• **RECORD SET**
▬▬▬▬▬▬▬▬▬▬

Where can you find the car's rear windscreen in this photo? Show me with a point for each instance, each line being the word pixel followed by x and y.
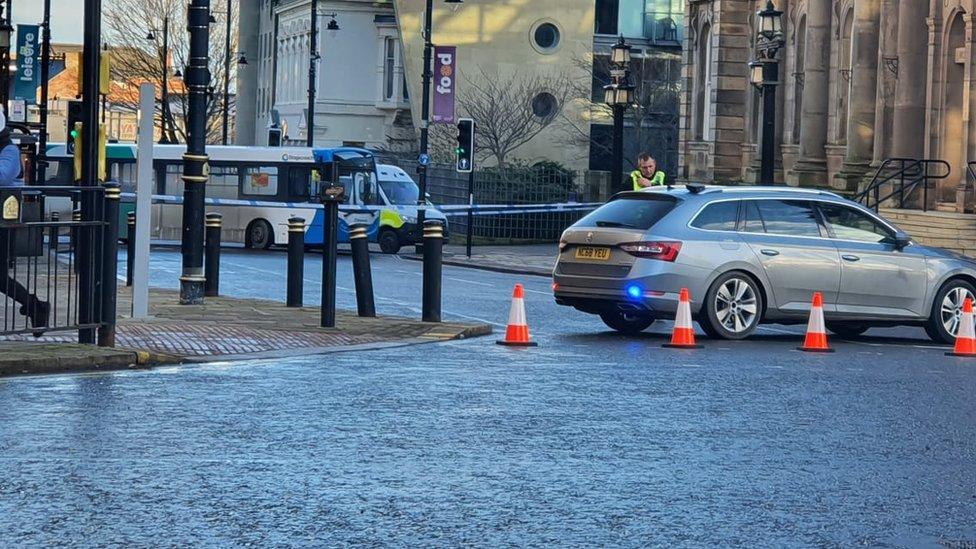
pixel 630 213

▬▬▬▬▬▬▬▬▬▬

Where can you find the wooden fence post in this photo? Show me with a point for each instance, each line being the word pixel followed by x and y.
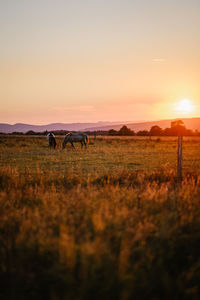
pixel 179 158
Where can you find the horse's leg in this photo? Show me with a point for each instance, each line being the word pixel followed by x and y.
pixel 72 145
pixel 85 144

▬▬▬▬▬▬▬▬▬▬

• **TO BE DONE**
Retype the material word for word, starting at the line with "Where can you find the car's" and ending at the line with "pixel 630 213", and leave the pictures out.

• **SOLUTION TO THIS TASK**
Where can you find the car's rear windscreen in this photo? Show me with a point for each instance, each line being the word pixel followed by x and y.
pixel 630 213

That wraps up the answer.